What you are asked to do -
Reproduce the listing below in full and without alteration, apart from its pictures.

Start of Block

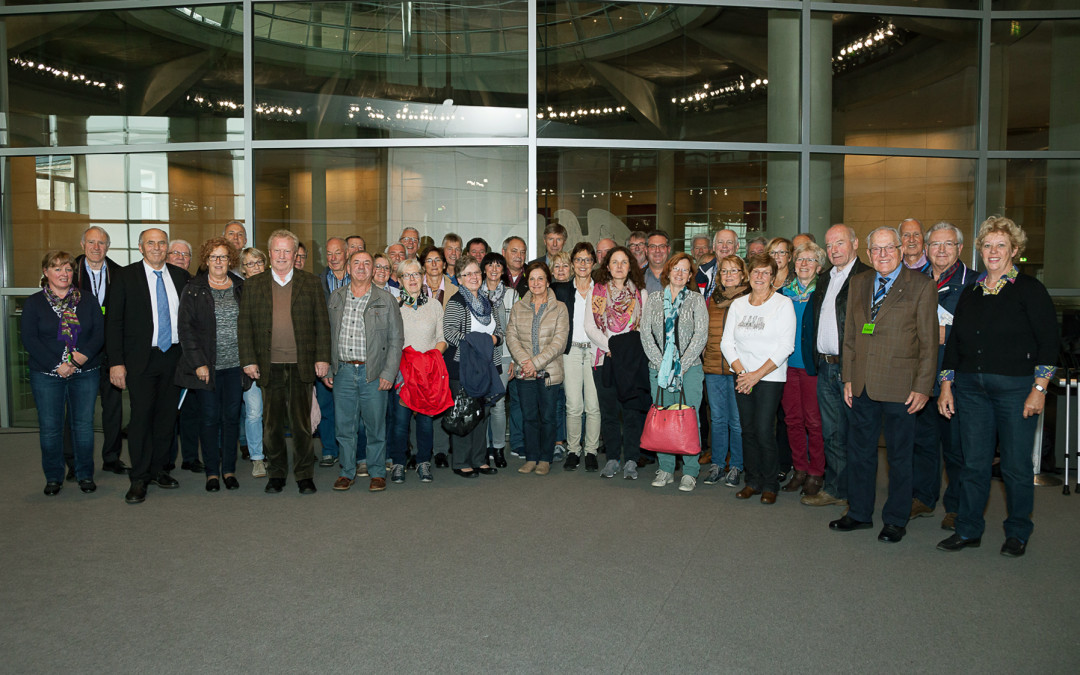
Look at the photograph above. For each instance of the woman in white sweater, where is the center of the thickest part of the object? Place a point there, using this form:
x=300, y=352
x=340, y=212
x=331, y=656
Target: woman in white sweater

End of Block

Answer space -
Look at the photograph above. For each instance of the woman in white sweater, where is the center of the thickest part of the object? Place a point there, using this form:
x=300, y=352
x=340, y=212
x=331, y=656
Target: woman in white sweater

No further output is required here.